Source text:
** Begin **
Studio album by Hush
- Released: October 14, 2014
- Studio: Audiomagic, Eastpointe, MI
- Genre: Rap rock; hip hop;
- Length: 58:30
- Label: Danny Boy Records
- Producer: Hush (also exec.); Scott Sumner;

Hush chronology
| The Open Book (2009) | Danny Boy: The Life & Times Of A Kid In The D (2014) |  |

= Danny Boy: The Life & Times of a Kid in the D =

Danny Boy: The Life & Times Of A Kid In The D is the fifth studio album by American rapper Hush. It was released on October 14, 2014 also as a digital album via Danny Boy Records.

To promote his comeback record, Hush dropped music videos "So Fly"(in 2013) and "Sprinklers"(in 2014) both directed by Gerard Victor.
** End **
Data excerpts:
** Begin **
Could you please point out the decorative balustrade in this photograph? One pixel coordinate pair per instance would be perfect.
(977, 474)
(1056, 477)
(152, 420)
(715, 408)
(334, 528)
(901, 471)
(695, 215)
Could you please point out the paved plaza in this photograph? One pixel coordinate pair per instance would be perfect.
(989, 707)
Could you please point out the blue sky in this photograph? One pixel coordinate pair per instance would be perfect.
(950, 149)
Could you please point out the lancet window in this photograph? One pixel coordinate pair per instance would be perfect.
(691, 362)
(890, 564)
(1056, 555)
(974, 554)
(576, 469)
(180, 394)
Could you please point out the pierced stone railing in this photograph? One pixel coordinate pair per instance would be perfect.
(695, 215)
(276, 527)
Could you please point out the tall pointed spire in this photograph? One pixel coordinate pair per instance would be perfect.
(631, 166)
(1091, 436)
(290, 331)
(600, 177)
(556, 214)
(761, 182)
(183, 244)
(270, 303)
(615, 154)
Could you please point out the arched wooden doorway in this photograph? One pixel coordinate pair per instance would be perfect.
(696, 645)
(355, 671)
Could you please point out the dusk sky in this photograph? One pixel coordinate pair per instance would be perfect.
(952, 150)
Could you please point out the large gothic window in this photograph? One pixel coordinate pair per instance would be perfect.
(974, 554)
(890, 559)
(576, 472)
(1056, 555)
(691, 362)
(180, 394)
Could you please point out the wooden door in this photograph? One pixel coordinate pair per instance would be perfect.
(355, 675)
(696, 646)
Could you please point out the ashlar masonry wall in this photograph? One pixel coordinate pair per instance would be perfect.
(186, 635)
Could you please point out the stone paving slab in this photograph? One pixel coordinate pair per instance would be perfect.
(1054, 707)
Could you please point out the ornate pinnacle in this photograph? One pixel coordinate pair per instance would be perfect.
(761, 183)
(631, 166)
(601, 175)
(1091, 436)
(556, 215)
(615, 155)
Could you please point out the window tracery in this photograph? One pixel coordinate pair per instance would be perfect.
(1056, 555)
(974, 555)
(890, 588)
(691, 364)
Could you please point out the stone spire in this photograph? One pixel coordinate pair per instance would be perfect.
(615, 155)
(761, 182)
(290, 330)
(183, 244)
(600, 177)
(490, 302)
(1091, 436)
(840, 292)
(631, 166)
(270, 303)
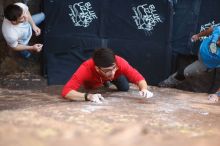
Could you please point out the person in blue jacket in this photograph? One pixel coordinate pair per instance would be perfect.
(208, 58)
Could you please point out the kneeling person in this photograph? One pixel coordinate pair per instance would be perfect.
(104, 66)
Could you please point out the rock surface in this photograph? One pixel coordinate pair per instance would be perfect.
(40, 117)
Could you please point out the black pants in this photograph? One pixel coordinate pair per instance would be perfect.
(121, 83)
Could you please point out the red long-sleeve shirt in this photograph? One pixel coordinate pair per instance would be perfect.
(87, 76)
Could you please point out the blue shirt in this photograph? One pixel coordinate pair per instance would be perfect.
(210, 60)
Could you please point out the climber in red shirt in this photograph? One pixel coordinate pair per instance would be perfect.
(104, 66)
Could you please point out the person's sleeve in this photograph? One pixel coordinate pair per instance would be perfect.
(215, 34)
(131, 73)
(76, 80)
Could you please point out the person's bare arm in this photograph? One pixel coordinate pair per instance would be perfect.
(75, 95)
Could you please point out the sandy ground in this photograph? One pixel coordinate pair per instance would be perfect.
(172, 117)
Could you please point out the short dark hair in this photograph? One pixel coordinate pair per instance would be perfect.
(103, 57)
(12, 12)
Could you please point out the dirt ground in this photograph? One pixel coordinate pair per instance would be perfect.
(38, 116)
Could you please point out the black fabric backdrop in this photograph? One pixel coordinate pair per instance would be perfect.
(66, 46)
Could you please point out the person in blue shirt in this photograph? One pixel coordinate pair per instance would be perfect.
(208, 58)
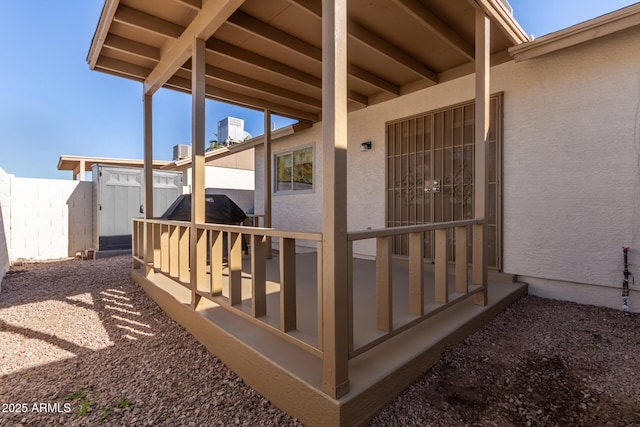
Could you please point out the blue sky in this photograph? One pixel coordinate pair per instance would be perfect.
(52, 104)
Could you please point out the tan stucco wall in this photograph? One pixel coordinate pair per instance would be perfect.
(571, 178)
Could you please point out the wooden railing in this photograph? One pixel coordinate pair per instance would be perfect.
(443, 298)
(165, 246)
(168, 252)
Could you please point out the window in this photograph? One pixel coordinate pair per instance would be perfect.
(294, 170)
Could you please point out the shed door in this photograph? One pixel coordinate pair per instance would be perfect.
(120, 196)
(438, 147)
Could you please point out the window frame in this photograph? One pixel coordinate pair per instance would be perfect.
(291, 151)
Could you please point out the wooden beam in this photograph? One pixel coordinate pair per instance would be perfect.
(257, 85)
(314, 8)
(255, 60)
(430, 21)
(174, 53)
(132, 47)
(335, 341)
(384, 293)
(249, 24)
(481, 156)
(394, 53)
(180, 83)
(141, 20)
(123, 68)
(198, 243)
(147, 102)
(193, 4)
(267, 177)
(496, 12)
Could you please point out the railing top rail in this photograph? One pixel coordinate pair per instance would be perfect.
(393, 231)
(243, 229)
(163, 222)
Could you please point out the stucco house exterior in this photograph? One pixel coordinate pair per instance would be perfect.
(441, 162)
(567, 179)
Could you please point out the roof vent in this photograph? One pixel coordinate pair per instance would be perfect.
(181, 151)
(507, 6)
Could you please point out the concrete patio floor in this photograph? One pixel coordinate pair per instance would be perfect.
(376, 376)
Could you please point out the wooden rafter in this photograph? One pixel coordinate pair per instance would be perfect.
(193, 4)
(255, 60)
(364, 36)
(176, 52)
(146, 22)
(249, 24)
(360, 34)
(184, 85)
(132, 47)
(426, 18)
(258, 86)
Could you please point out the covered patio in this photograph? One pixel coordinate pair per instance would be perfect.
(328, 337)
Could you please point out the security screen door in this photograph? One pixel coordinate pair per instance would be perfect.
(434, 151)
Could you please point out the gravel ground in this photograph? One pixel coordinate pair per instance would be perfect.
(81, 344)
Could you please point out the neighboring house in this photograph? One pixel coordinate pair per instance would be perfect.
(472, 146)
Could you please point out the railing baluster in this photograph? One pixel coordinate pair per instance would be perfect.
(201, 261)
(216, 244)
(416, 274)
(164, 248)
(148, 246)
(258, 275)
(183, 255)
(462, 265)
(173, 250)
(479, 262)
(350, 293)
(235, 268)
(383, 284)
(441, 273)
(287, 285)
(157, 251)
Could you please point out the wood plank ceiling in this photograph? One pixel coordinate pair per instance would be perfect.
(267, 54)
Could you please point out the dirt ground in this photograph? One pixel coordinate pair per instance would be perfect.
(81, 344)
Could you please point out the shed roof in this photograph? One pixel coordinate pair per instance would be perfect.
(267, 54)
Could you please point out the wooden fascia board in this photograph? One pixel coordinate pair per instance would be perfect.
(235, 98)
(425, 17)
(106, 17)
(360, 34)
(132, 47)
(144, 21)
(499, 15)
(619, 20)
(123, 68)
(175, 52)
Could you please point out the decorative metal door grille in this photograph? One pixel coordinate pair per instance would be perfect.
(435, 150)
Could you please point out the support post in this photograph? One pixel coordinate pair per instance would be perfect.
(481, 146)
(197, 242)
(149, 250)
(335, 362)
(267, 177)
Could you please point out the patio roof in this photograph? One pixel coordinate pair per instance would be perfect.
(268, 55)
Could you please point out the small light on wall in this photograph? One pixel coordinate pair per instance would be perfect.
(365, 146)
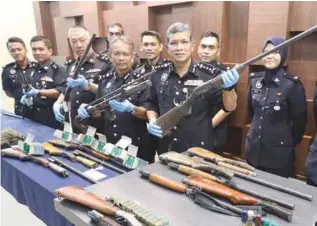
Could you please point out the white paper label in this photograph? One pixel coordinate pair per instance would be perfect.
(95, 174)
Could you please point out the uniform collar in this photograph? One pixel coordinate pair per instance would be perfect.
(46, 65)
(277, 78)
(90, 59)
(191, 69)
(29, 64)
(125, 77)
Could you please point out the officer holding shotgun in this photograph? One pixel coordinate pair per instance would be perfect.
(130, 115)
(173, 83)
(92, 68)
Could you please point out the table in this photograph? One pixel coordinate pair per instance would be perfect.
(178, 208)
(32, 184)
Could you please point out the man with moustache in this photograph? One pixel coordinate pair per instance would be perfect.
(173, 83)
(92, 68)
(130, 117)
(48, 82)
(151, 46)
(13, 72)
(208, 52)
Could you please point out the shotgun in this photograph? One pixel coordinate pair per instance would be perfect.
(218, 159)
(54, 151)
(90, 200)
(201, 198)
(229, 183)
(19, 154)
(236, 197)
(174, 116)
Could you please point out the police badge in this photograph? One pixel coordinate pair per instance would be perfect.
(258, 85)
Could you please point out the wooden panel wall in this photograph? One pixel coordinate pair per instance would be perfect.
(242, 27)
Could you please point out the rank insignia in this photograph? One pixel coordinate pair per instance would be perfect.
(258, 85)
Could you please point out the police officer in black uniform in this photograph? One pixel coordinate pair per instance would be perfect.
(174, 82)
(130, 116)
(151, 46)
(48, 82)
(208, 52)
(311, 160)
(90, 71)
(277, 106)
(16, 73)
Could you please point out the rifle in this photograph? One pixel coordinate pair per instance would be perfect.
(90, 200)
(101, 104)
(18, 154)
(72, 169)
(103, 163)
(53, 151)
(229, 183)
(173, 116)
(218, 159)
(236, 197)
(228, 174)
(75, 75)
(199, 197)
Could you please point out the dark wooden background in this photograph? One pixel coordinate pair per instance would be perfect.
(242, 26)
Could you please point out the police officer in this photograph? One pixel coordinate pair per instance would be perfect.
(151, 46)
(48, 82)
(130, 114)
(277, 106)
(311, 160)
(16, 73)
(90, 71)
(208, 52)
(174, 82)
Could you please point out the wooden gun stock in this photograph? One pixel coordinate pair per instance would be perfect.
(234, 196)
(222, 161)
(86, 198)
(164, 182)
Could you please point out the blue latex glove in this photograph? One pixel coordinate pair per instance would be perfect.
(154, 129)
(230, 78)
(32, 93)
(57, 112)
(82, 112)
(124, 106)
(22, 100)
(81, 81)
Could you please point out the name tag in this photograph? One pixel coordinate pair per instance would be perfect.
(93, 70)
(193, 82)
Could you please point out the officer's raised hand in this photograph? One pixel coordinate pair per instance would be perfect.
(81, 81)
(31, 93)
(154, 129)
(229, 78)
(124, 106)
(57, 112)
(82, 112)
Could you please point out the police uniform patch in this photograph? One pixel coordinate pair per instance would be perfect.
(164, 77)
(258, 85)
(108, 85)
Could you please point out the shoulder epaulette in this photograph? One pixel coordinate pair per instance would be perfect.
(103, 58)
(8, 65)
(291, 77)
(54, 65)
(256, 74)
(68, 62)
(210, 69)
(162, 66)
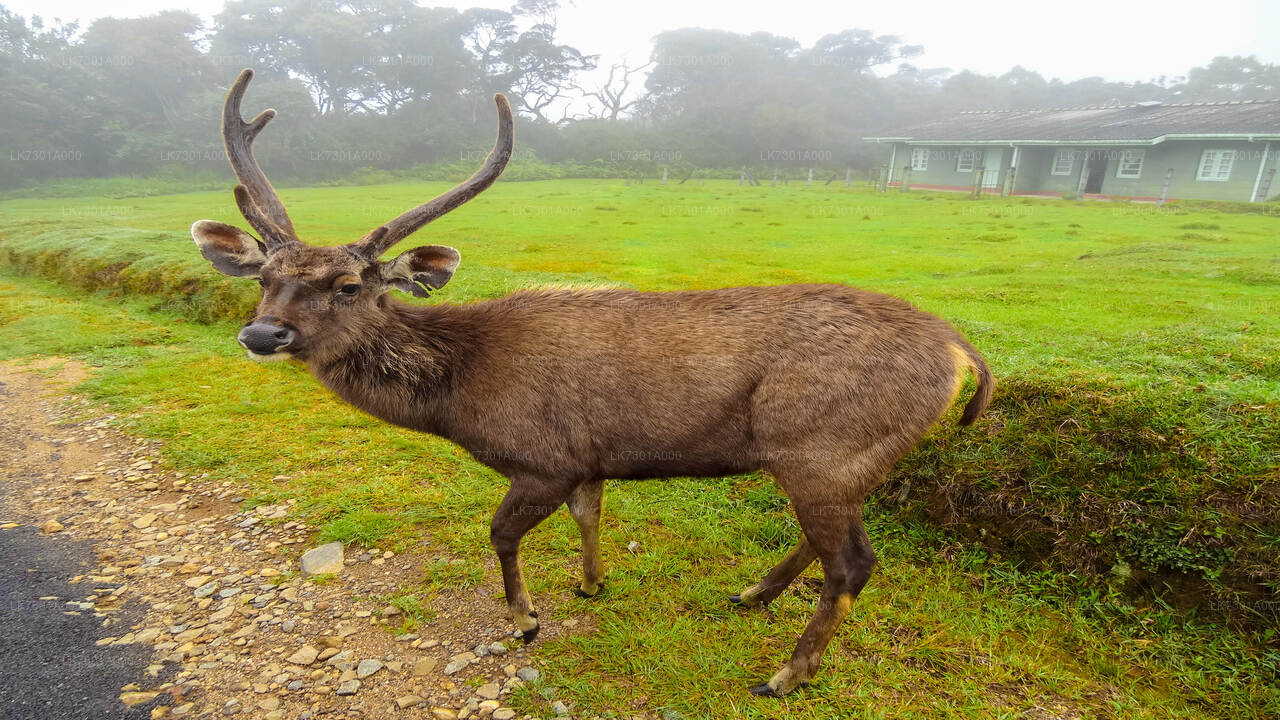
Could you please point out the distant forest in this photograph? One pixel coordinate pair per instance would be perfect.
(382, 89)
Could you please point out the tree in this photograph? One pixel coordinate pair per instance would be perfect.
(613, 92)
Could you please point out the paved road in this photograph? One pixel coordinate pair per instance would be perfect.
(49, 666)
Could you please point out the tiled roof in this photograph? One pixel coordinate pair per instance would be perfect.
(1115, 123)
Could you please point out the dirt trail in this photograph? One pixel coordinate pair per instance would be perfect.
(231, 627)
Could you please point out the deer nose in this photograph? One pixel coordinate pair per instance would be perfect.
(265, 338)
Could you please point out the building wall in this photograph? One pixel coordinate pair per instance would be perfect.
(1182, 155)
(941, 169)
(1034, 169)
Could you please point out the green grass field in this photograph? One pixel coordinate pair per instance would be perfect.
(1105, 543)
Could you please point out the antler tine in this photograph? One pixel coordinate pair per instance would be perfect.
(257, 200)
(376, 242)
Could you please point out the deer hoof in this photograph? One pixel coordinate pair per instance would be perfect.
(584, 595)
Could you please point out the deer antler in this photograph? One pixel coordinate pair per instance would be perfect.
(255, 196)
(376, 242)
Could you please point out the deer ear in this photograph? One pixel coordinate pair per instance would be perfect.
(232, 250)
(430, 265)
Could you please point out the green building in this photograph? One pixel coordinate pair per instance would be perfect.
(1143, 151)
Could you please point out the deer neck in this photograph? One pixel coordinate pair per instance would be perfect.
(402, 365)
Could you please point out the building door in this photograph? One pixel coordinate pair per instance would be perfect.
(992, 160)
(1096, 168)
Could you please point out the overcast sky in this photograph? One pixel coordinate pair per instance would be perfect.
(1119, 40)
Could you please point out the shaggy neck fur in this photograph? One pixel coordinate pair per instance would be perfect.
(401, 365)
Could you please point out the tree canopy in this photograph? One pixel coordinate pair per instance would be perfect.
(393, 85)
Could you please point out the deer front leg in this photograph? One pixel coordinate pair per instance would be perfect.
(584, 505)
(528, 502)
(778, 578)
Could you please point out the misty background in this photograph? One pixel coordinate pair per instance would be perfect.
(383, 90)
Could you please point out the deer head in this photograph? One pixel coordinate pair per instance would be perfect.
(312, 294)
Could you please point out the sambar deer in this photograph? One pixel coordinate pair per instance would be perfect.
(823, 386)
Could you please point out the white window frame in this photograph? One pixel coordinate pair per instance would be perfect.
(974, 158)
(1057, 158)
(1220, 160)
(919, 159)
(1124, 158)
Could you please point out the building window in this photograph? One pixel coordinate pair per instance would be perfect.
(919, 158)
(1130, 164)
(967, 160)
(1216, 165)
(1063, 162)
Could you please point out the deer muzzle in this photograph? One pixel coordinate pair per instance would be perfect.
(265, 338)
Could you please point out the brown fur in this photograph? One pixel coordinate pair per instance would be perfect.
(823, 386)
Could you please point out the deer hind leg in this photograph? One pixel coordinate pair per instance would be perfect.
(584, 505)
(778, 578)
(846, 557)
(526, 504)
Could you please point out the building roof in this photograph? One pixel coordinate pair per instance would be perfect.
(1143, 123)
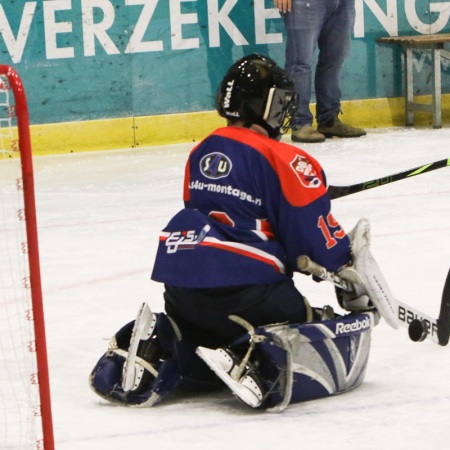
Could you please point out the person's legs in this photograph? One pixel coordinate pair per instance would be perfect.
(202, 314)
(334, 47)
(303, 25)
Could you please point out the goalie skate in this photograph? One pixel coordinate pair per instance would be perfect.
(247, 388)
(134, 367)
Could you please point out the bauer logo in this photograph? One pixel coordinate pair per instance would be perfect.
(305, 172)
(215, 166)
(351, 327)
(227, 99)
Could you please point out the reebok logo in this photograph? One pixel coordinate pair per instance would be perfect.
(351, 327)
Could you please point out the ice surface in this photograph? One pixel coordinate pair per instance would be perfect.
(99, 217)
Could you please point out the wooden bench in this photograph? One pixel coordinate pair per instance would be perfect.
(429, 42)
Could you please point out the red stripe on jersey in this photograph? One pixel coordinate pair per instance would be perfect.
(247, 251)
(300, 175)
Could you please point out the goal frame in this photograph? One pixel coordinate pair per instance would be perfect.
(24, 147)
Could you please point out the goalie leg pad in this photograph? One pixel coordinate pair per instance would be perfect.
(155, 371)
(162, 363)
(367, 276)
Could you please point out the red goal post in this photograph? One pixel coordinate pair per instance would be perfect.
(23, 287)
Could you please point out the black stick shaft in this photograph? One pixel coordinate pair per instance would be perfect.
(342, 191)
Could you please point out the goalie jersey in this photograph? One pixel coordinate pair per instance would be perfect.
(252, 206)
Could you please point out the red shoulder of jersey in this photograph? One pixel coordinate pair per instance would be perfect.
(301, 176)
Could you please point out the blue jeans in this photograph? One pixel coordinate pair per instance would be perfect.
(326, 24)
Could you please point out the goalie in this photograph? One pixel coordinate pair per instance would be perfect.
(253, 204)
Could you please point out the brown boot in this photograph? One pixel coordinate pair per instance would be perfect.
(339, 129)
(306, 133)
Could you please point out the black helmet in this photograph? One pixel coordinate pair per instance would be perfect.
(257, 91)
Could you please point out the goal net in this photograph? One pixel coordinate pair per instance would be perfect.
(25, 409)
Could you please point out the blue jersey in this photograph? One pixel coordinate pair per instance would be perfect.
(252, 206)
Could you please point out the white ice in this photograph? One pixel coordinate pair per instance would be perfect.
(99, 217)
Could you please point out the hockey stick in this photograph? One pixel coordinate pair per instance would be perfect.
(420, 326)
(342, 191)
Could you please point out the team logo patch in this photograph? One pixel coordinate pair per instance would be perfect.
(305, 172)
(215, 165)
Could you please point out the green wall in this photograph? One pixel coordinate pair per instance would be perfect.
(99, 59)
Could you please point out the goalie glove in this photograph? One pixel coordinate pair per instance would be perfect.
(370, 286)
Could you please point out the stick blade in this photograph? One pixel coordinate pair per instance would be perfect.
(444, 315)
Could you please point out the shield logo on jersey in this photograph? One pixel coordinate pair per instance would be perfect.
(215, 165)
(305, 172)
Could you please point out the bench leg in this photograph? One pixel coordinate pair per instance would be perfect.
(436, 95)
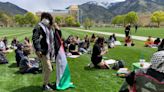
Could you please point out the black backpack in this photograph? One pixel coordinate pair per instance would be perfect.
(3, 60)
(119, 64)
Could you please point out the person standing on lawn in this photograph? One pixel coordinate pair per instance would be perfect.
(43, 41)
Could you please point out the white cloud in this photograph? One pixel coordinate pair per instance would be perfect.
(47, 5)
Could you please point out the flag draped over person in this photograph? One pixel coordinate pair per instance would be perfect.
(63, 77)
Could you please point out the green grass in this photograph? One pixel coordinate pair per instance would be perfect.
(85, 80)
(154, 32)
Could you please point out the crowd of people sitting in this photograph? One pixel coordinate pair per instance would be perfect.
(73, 45)
(154, 43)
(22, 51)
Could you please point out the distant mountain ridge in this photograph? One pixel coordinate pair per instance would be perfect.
(11, 9)
(104, 11)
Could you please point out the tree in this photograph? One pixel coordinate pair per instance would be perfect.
(120, 19)
(70, 20)
(30, 18)
(20, 20)
(131, 17)
(88, 23)
(58, 19)
(6, 19)
(157, 17)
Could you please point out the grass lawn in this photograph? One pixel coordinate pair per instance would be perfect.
(85, 80)
(154, 32)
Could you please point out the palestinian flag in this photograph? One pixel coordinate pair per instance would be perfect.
(63, 77)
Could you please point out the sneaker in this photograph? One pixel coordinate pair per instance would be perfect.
(47, 88)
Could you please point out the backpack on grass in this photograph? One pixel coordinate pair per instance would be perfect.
(119, 64)
(3, 60)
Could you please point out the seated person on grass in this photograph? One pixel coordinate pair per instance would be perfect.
(129, 41)
(27, 43)
(19, 53)
(14, 43)
(156, 71)
(84, 46)
(2, 46)
(72, 47)
(27, 66)
(149, 42)
(161, 46)
(98, 53)
(157, 42)
(93, 38)
(5, 42)
(111, 41)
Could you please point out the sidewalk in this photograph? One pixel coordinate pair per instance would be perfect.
(140, 38)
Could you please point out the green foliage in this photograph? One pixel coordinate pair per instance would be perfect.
(85, 80)
(120, 19)
(70, 21)
(88, 23)
(131, 17)
(27, 19)
(30, 18)
(19, 19)
(59, 19)
(157, 17)
(5, 18)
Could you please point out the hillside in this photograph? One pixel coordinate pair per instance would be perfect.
(11, 9)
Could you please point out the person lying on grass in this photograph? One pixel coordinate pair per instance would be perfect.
(97, 54)
(26, 65)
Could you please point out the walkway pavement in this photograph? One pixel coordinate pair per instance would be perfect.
(141, 38)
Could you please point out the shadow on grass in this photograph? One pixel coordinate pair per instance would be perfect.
(29, 89)
(87, 68)
(13, 65)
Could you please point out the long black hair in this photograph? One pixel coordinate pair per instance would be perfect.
(162, 44)
(47, 16)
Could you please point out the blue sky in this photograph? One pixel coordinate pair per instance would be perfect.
(47, 5)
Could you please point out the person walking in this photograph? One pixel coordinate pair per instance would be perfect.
(43, 41)
(127, 30)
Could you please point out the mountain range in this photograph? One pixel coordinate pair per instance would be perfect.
(100, 11)
(11, 9)
(104, 11)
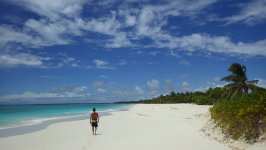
** End **
Problem set:
A - In the article about the Hush album, rewrite the paragraph beginning "To promote his comeback record" as a short list that keeps its main facts.
B - According to the article about the Hush album, at which studio was the album recorded?

Answers to the exercise:
A -
- Hush promoted his comeback record with music videos.
- "So Fly" came out in 2013.
- "Sprinklers" came out in 2014.
- Gerard Victor directed both videos.

B - Audiomagic, in Eastpointe, MI.